**Problems to solve:**
- a) According to the Virtuoso chronicle, who wrote the post that was inserted into it?
- b) In the title of the Virtuoso chronicle, list the items in the series that follows the colon.
- c) From the Virtuoso chronicle, extract the passage starting with "Virtuoso Chronicles from" and going on through "So here goes.".

**Page excerpt:**
▬▬▬
Virtuoso Chronicles from the Field: Nepomuk, KDE, and the quest for a sophisticated RDF DBMS.

For this particular user experience chronicle, I've simply inserted the content of Sebastian Trueg's post titled: What We Did Last Summer (And the Rest of 2009) – A Look Back Onto the Nepomuk Development Year ..., directly into this post, without any additional commentary or modification.

2009 is over. Yeah, sure, trueg, we know that, it has been over for a while now! Ok, ok, I am a bit late, but still I would like to get this one out - if only for my archive. So here goes.
▬▬▬
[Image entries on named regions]
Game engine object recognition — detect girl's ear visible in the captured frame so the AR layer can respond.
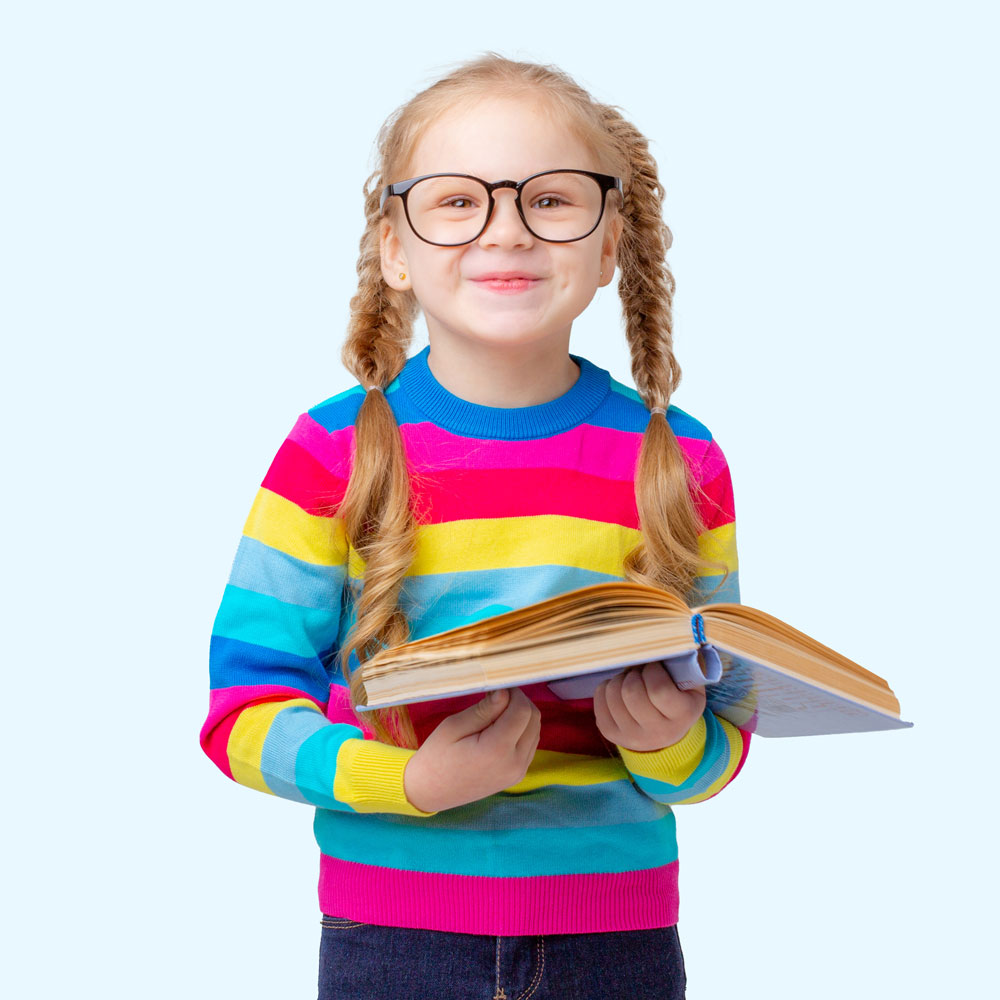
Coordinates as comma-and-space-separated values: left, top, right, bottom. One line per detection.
597, 212, 625, 287
379, 216, 410, 292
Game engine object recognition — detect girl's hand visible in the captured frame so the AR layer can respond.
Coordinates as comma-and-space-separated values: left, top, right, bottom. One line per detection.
403, 688, 542, 812
594, 660, 705, 751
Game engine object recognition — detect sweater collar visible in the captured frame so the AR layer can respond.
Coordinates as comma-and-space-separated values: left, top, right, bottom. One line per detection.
399, 345, 611, 440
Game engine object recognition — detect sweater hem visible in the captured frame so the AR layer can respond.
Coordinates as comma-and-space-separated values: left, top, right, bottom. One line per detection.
319, 854, 678, 936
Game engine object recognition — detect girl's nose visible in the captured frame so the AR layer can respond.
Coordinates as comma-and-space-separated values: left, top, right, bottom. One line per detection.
477, 188, 534, 247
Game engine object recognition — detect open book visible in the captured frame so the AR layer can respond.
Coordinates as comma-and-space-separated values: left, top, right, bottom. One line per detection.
358, 581, 912, 736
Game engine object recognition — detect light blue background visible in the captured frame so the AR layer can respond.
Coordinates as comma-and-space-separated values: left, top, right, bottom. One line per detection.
0, 0, 1000, 1000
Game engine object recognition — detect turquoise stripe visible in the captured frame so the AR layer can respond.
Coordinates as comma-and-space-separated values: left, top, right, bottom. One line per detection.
260, 705, 330, 802
688, 570, 740, 607
634, 711, 729, 803
372, 565, 621, 639
313, 793, 677, 877
295, 722, 361, 814
212, 584, 340, 657
372, 778, 670, 830
229, 535, 347, 611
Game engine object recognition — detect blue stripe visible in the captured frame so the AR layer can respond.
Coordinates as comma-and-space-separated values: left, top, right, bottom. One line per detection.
229, 535, 347, 611
208, 635, 330, 704
295, 722, 362, 813
313, 800, 677, 877
260, 705, 330, 802
635, 711, 729, 803
212, 584, 340, 657
382, 777, 670, 830
300, 358, 712, 441
345, 565, 621, 639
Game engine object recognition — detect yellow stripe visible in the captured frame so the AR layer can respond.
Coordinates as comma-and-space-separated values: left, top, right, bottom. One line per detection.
333, 739, 434, 816
243, 486, 347, 566
226, 698, 322, 795
348, 514, 639, 577
698, 521, 739, 576
672, 716, 743, 805
344, 514, 738, 579
618, 716, 708, 785
504, 750, 628, 793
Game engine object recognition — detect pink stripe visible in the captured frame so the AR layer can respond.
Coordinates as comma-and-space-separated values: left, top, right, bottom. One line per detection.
261, 440, 347, 517
198, 684, 324, 778
319, 854, 677, 935
288, 413, 354, 481
414, 468, 639, 528
402, 423, 642, 482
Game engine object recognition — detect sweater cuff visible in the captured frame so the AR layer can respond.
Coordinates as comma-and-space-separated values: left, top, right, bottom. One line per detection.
618, 715, 708, 785
333, 739, 434, 816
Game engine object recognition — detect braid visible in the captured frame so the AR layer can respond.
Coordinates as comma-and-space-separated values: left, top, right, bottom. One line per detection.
598, 105, 725, 599
338, 172, 416, 746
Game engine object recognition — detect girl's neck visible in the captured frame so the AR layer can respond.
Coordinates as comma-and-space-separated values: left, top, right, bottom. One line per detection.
427, 338, 580, 407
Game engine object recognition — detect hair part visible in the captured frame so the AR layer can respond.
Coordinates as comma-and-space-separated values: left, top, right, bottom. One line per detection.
338, 52, 726, 747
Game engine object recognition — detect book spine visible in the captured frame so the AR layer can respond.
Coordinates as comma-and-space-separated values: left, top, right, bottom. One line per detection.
691, 615, 708, 646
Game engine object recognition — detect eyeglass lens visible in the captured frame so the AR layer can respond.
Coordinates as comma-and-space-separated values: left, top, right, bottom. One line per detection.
407, 173, 603, 244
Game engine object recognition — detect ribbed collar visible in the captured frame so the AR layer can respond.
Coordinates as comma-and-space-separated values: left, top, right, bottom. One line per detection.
399, 345, 611, 440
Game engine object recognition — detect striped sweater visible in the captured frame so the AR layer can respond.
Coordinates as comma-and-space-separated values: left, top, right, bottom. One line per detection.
201, 348, 750, 935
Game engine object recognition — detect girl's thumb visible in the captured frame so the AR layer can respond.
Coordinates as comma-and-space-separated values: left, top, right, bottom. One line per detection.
458, 689, 510, 734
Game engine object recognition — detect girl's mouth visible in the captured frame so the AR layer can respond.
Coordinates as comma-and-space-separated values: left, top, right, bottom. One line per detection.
473, 274, 539, 294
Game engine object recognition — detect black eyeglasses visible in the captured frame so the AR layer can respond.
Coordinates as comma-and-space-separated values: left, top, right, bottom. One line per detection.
379, 170, 624, 247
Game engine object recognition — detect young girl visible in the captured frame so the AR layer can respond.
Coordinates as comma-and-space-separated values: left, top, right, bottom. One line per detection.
202, 55, 750, 1000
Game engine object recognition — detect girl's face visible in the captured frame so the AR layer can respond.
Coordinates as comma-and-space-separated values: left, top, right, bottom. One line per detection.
381, 98, 622, 360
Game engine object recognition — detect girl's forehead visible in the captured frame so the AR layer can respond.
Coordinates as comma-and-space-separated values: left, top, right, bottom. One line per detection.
407, 98, 598, 180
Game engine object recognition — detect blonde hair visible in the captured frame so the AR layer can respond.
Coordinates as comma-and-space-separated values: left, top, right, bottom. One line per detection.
338, 52, 725, 747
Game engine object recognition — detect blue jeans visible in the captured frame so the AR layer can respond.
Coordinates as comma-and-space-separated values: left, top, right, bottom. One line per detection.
319, 916, 686, 1000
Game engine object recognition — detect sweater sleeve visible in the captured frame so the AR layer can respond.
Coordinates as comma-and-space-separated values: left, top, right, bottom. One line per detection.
618, 438, 750, 805
201, 413, 429, 816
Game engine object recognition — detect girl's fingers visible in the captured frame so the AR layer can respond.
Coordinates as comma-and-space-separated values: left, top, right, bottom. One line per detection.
479, 688, 537, 751
604, 673, 637, 730
642, 663, 705, 719
621, 664, 672, 729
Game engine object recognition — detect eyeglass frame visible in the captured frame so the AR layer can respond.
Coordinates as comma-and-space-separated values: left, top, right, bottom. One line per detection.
378, 167, 625, 247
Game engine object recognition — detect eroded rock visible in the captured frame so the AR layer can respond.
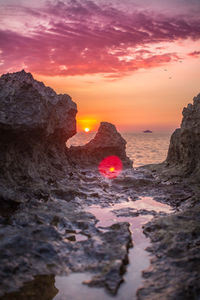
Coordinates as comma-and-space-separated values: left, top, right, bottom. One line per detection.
166, 94, 200, 181
69, 122, 132, 168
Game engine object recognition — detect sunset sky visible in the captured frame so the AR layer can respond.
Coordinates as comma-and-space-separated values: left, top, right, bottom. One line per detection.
0, 0, 200, 131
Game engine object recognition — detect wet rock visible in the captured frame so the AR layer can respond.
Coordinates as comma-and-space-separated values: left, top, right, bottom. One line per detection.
138, 206, 200, 300
0, 275, 58, 300
69, 122, 132, 168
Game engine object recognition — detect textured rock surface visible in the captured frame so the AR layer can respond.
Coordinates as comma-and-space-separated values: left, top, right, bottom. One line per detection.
138, 205, 200, 300
69, 122, 132, 167
0, 70, 77, 141
166, 94, 200, 181
0, 71, 77, 206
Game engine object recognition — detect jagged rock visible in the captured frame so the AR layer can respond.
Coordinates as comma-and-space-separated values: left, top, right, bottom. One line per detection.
0, 71, 77, 203
166, 94, 200, 180
69, 122, 132, 167
0, 70, 77, 142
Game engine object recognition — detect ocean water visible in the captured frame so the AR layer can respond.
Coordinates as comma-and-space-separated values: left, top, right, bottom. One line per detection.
67, 132, 172, 168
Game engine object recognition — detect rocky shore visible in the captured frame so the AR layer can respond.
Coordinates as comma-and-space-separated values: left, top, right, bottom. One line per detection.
▬▬▬
**Per-task answers:**
- a) Sebastian Trueg

- b) Nepomuk; KDE; the quest for a sophisticated RDF DBMS

- c)
Virtuoso Chronicles from the Field: Nepomuk, KDE, and the quest for a sophisticated RDF DBMS.

For this particular user experience chronicle, I've simply inserted the content of Sebastian Trueg's post titled: What We Did Last Summer (And the Rest of 2009) – A Look Back Onto the Nepomuk Development Year ..., directly into this post, without any additional commentary or modification.

2009 is over. Yeah, sure, trueg, we know that, it has been over for a while now! Ok, ok, I am a bit late, but still I would like to get this one out - if only for my archive. So here goes.